Problem description:
In each of the items below, change "dermatology lesion detector" to "kitchen object detector" and keep every other word the same.

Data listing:
* BEGIN *

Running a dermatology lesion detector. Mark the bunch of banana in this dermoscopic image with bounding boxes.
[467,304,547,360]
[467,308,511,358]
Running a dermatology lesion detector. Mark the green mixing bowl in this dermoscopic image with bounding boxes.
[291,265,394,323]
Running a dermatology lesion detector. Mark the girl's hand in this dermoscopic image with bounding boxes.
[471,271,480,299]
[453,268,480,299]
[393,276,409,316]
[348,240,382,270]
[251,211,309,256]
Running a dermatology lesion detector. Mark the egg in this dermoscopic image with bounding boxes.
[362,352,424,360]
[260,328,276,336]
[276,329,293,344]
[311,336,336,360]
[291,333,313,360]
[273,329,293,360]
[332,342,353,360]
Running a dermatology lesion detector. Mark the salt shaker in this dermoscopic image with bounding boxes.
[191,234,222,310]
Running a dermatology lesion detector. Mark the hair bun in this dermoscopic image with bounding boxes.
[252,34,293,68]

* END *

Solution to the exercise:
Running a kitchen object detector. Mark the bunch of banana in this dermoscopic image with bounding boxes.
[467,304,547,360]
[467,308,511,358]
Running a kitchen object detector. Mark the green mixing bowl in this dermoscopic image with bounding boxes.
[291,265,394,323]
Running a kitchen object detector. Mark the girl's hand in this dermoscopic image with bounding boxes.
[471,271,480,299]
[453,268,480,299]
[393,276,409,316]
[348,240,382,270]
[251,211,309,256]
Running a kitchen object detector. Mark the egg in this dermoscopic image with bounding boxes.
[362,352,424,360]
[260,328,276,336]
[276,329,293,344]
[311,336,336,360]
[291,333,313,360]
[273,329,293,360]
[332,342,353,360]
Running a kitchen object detector. Mark the salt shaker in this dermoscopic image with bounding boxes.
[191,234,222,310]
Running a kitchen object detector. Mark the hair bun in this dermoscopic image with bounding boxes.
[252,34,293,68]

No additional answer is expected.